## JOB 1:
Set down the stretch of the records from their start through the line containing "87 20 L 100", both ends included, with each line unchanged. Leave the pictures out of your answer.

begin PAGE

- Born: 4 August 1979 (age 46) Darwin, Northern Territory, Australia
- Education: National Institute of Dramatic Art (BFA)
- Occupation: Actor
- Years active: 2013–present
- Awards: Logie Award for Most Popular New Talent

= Rob Collins (actor) =

Australian actor

Robert Collins (born 4 August 1979) is an Australian actor and singer. His best known roles include Waruu West in Cleverman, Jack Winters in The Wrong Girl, and Charlie Irving in Total Control.

==Early life and education==
Robert Collins was born and raised in Darwin, Northern Territory from a Tiwi Islands background. He worked with the National Indigenous Music Awards, and was the national Indigenous representative for the Australasian Performing Right Association (APRA) for three years.

He then looked for acting opportunities, and landed the roles of Theseus and Oberon in a local production of A Midsummer Night’s Dream, before being cast in more national and local productions. He auditioned and won a place at the National Institute of Dramatic Art, graduating in 2013.

==Career==
He made his professional stage debut in 2013 as Mufasa in the Australian production of The Lion King.

Collins is best known for his major roles in the Australian television series Cleverman and The Wrong Girl, both of which premiered in 2016.

He played Lysander in A Midsummer Night's Dream at the Sydney Theatre Company in September and October 2016, directed by Kip Williams.

In 2017, he played Phil Holden in the Australian television program Glitch.

end PAGE

## JOB 2:
According to the Rob Collins article, what role did he play in his 2013 professional stage debut?

begin EXERCISE INPUT

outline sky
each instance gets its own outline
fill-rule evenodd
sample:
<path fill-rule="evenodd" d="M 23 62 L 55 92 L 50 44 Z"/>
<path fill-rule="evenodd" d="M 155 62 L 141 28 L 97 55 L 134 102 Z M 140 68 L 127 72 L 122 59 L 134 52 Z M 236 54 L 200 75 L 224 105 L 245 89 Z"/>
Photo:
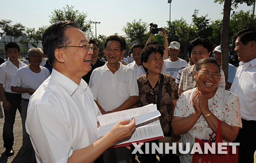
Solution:
<path fill-rule="evenodd" d="M 1 0 L 0 19 L 9 19 L 13 25 L 20 22 L 28 28 L 50 25 L 50 15 L 54 9 L 66 5 L 72 5 L 80 12 L 87 13 L 87 20 L 100 21 L 97 25 L 97 35 L 109 36 L 117 33 L 124 35 L 122 30 L 127 22 L 141 19 L 147 24 L 152 22 L 158 27 L 167 26 L 169 19 L 170 5 L 167 0 Z M 188 24 L 192 20 L 195 9 L 199 10 L 198 16 L 205 16 L 211 20 L 222 19 L 223 5 L 214 0 L 173 0 L 171 20 L 183 18 Z M 234 11 L 251 10 L 252 7 L 240 5 Z M 95 34 L 95 25 L 92 25 Z"/>

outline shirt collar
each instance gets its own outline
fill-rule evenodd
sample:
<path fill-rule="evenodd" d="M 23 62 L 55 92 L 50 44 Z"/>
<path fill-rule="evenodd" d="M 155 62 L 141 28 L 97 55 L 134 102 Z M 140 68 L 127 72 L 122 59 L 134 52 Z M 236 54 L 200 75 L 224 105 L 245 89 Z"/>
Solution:
<path fill-rule="evenodd" d="M 188 74 L 193 73 L 194 71 L 195 68 L 195 67 L 196 67 L 196 64 L 194 64 L 191 67 L 189 67 L 188 68 L 189 68 L 189 69 L 188 70 Z"/>
<path fill-rule="evenodd" d="M 104 73 L 106 71 L 110 71 L 110 69 L 109 69 L 109 67 L 108 67 L 108 66 L 106 66 L 107 63 L 108 62 L 105 63 L 105 64 L 104 64 L 103 66 L 102 66 L 102 73 Z M 124 67 L 123 66 L 123 65 L 120 62 L 119 62 L 119 64 L 120 64 L 119 68 L 118 68 L 118 69 L 116 72 L 119 71 L 120 72 L 123 74 L 124 73 Z"/>
<path fill-rule="evenodd" d="M 74 94 L 79 86 L 84 88 L 87 86 L 87 84 L 83 80 L 81 80 L 79 85 L 78 85 L 71 79 L 57 71 L 54 68 L 52 69 L 51 78 L 63 87 L 69 92 L 70 96 Z"/>
<path fill-rule="evenodd" d="M 254 58 L 254 59 L 252 59 L 252 60 L 250 61 L 249 62 L 248 62 L 246 63 L 245 63 L 245 62 L 242 62 L 242 61 L 240 61 L 239 62 L 239 65 L 241 65 L 241 66 L 242 66 L 243 65 L 245 65 L 245 64 L 250 64 L 252 67 L 255 66 L 256 65 L 256 58 Z"/>

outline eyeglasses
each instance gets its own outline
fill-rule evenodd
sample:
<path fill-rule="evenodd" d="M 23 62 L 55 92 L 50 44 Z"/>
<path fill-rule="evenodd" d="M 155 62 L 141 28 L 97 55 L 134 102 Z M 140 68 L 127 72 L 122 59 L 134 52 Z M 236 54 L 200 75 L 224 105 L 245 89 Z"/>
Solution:
<path fill-rule="evenodd" d="M 83 50 L 86 52 L 88 52 L 89 50 L 93 50 L 93 44 L 92 43 L 84 43 L 83 45 L 74 45 L 74 46 L 59 46 L 57 49 L 61 48 L 70 48 L 70 47 L 74 47 L 74 48 L 83 48 Z"/>
<path fill-rule="evenodd" d="M 208 72 L 204 72 L 203 71 L 201 72 L 198 71 L 198 72 L 200 73 L 201 74 L 203 74 L 203 76 L 206 78 L 206 77 L 209 77 L 210 76 L 212 76 L 213 78 L 216 78 L 216 79 L 219 79 L 221 77 L 221 75 L 220 73 L 212 73 L 210 74 Z"/>

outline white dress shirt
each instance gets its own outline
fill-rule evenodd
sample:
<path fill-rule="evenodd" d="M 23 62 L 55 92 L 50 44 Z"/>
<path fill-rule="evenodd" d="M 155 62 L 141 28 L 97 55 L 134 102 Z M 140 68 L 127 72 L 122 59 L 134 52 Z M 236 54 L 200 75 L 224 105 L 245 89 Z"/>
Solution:
<path fill-rule="evenodd" d="M 105 64 L 94 69 L 91 76 L 89 87 L 94 100 L 105 111 L 114 110 L 130 97 L 139 95 L 133 71 L 119 64 L 119 68 L 115 74 Z"/>
<path fill-rule="evenodd" d="M 31 96 L 26 129 L 37 162 L 67 162 L 73 151 L 98 139 L 101 114 L 87 84 L 53 69 Z"/>
<path fill-rule="evenodd" d="M 19 60 L 18 61 L 19 68 L 27 65 Z M 9 59 L 0 65 L 0 83 L 3 84 L 5 91 L 12 94 L 18 94 L 11 90 L 11 83 L 17 70 L 18 70 L 18 67 Z"/>
<path fill-rule="evenodd" d="M 142 65 L 138 66 L 135 61 L 132 62 L 127 66 L 133 69 L 134 73 L 135 74 L 136 79 L 138 79 L 142 75 L 146 74 L 146 72 L 145 72 L 145 70 L 144 69 L 143 66 Z"/>
<path fill-rule="evenodd" d="M 239 97 L 241 118 L 256 121 L 256 58 L 239 62 L 230 91 Z"/>
<path fill-rule="evenodd" d="M 41 71 L 38 73 L 30 70 L 28 65 L 19 68 L 13 77 L 11 86 L 36 90 L 50 75 L 48 69 L 41 66 L 40 68 Z M 22 94 L 23 99 L 29 99 L 31 96 L 27 92 Z"/>

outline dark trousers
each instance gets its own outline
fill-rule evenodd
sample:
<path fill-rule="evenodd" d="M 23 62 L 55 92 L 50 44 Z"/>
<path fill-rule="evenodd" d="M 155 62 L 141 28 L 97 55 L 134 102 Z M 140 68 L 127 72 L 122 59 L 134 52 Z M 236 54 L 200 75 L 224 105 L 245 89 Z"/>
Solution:
<path fill-rule="evenodd" d="M 22 122 L 23 128 L 22 146 L 19 149 L 22 159 L 24 162 L 36 162 L 35 151 L 30 141 L 29 134 L 26 131 L 25 122 L 27 119 L 27 112 L 29 100 L 22 99 Z"/>
<path fill-rule="evenodd" d="M 238 146 L 238 162 L 253 162 L 256 150 L 256 121 L 242 119 L 243 128 L 239 130 L 234 142 L 240 143 Z"/>
<path fill-rule="evenodd" d="M 6 149 L 12 148 L 13 141 L 13 124 L 15 122 L 16 111 L 18 109 L 20 113 L 20 101 L 22 95 L 11 94 L 5 92 L 5 97 L 7 101 L 11 104 L 12 107 L 9 111 L 4 109 L 5 113 L 5 123 L 3 131 L 3 138 L 4 147 Z"/>

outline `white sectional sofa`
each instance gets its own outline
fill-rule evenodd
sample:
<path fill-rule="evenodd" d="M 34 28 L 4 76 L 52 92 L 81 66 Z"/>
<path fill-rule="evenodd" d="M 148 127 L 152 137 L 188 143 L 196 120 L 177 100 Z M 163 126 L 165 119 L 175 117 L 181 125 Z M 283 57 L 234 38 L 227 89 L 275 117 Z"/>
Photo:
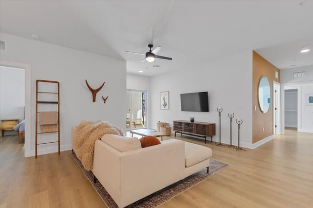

end EXERCISE INPUT

## EXPECTED OUTPUT 1:
outline sky
each instance gets its own outline
fill-rule evenodd
sample:
<path fill-rule="evenodd" d="M 23 62 L 55 92 L 50 44 Z"/>
<path fill-rule="evenodd" d="M 155 62 L 141 28 L 97 55 L 134 102 Z M 140 68 L 127 72 L 122 59 L 134 52 Z M 236 54 L 200 75 L 224 105 L 245 89 Z"/>
Photo:
Solution:
<path fill-rule="evenodd" d="M 1 0 L 0 19 L 9 19 L 13 25 L 20 22 L 28 28 L 50 25 L 50 15 L 54 9 L 66 5 L 72 5 L 80 12 L 87 13 L 87 20 L 100 21 L 97 25 L 97 35 L 109 36 L 117 33 L 124 35 L 122 30 L 127 22 L 141 19 L 147 24 L 152 22 L 158 27 L 167 26 L 169 19 L 170 5 L 167 0 Z M 188 24 L 192 20 L 195 9 L 199 10 L 198 16 L 205 16 L 211 20 L 222 19 L 223 5 L 214 0 L 173 0 L 171 20 L 183 18 Z M 234 11 L 251 10 L 252 7 L 240 5 Z M 95 34 L 95 25 L 92 25 Z"/>

## EXPECTED OUTPUT 2:
Mufasa in the Australian production of The Lion King.